Source data:
.....

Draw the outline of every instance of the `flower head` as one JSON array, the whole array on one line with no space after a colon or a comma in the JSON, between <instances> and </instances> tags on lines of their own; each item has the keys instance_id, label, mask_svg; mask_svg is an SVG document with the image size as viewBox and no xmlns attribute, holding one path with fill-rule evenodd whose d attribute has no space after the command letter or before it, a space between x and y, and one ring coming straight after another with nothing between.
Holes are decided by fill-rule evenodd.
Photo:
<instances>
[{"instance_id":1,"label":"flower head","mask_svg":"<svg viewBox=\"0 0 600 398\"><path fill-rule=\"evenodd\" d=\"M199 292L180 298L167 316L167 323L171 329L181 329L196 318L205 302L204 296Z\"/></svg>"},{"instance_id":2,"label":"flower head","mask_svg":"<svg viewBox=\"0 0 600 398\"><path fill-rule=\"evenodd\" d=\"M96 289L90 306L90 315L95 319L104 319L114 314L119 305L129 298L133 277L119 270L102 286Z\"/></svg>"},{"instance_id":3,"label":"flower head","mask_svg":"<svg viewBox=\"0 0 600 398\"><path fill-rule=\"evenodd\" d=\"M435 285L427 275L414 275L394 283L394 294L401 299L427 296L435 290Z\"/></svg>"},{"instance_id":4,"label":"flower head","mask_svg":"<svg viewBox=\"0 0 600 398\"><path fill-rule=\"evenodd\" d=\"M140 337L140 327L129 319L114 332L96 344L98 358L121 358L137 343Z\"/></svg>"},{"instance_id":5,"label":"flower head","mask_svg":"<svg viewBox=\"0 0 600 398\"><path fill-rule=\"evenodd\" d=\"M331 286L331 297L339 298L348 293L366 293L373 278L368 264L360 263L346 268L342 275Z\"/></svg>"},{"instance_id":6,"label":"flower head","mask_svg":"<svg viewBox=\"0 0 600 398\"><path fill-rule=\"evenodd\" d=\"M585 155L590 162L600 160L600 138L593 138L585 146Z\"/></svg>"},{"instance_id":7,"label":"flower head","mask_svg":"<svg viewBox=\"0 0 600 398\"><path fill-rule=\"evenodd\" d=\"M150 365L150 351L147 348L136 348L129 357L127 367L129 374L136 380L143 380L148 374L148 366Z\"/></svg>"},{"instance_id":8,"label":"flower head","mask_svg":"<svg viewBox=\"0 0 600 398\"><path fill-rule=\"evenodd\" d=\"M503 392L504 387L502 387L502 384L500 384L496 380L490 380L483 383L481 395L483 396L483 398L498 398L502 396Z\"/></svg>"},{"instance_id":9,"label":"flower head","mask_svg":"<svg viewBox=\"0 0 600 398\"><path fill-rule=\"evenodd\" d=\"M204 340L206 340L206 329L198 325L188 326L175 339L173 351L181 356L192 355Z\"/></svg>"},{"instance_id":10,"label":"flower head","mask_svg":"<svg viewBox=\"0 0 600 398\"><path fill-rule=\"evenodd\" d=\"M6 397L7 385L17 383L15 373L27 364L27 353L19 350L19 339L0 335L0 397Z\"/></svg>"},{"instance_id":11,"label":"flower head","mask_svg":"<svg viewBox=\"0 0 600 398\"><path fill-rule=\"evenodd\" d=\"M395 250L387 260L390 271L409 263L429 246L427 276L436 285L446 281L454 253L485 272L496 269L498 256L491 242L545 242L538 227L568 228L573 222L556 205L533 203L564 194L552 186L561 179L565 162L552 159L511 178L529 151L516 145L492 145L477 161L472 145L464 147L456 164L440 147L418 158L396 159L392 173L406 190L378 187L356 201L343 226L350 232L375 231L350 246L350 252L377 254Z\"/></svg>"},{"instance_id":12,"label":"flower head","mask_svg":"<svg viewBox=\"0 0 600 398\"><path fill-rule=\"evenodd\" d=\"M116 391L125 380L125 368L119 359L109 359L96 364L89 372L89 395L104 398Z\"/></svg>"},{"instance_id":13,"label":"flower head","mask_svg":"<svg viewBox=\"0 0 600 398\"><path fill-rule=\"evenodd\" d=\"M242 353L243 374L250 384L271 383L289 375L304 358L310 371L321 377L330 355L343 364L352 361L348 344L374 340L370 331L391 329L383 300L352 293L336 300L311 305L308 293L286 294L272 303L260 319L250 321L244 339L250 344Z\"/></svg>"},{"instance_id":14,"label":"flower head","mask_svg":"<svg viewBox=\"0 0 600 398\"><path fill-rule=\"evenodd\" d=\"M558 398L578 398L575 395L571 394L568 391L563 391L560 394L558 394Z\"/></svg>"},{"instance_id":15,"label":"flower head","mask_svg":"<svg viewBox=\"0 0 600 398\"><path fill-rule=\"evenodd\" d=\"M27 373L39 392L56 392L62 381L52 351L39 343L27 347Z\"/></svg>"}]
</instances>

.....

• **What you have to do**
Each line from the start of the records through the line holding "Holes are decided by fill-rule evenodd." must be returned exactly; nothing else belongs in the answer.

• **Response to this exercise**
Draw the outline of every instance of the `flower head` as one JSON array, the whole array on one line with no space after a colon or a comma in the JSON, between <instances> and </instances> tags on lines of their own; each item has the keys instance_id, label, mask_svg; mask_svg is an SVG document with the image size as viewBox and no xmlns attribute, holding one path with fill-rule evenodd whose d attribute has no space after the command letter or before it, a space between x and y, and one ring coming straight after another with nothing between.
Holes are decided by fill-rule evenodd.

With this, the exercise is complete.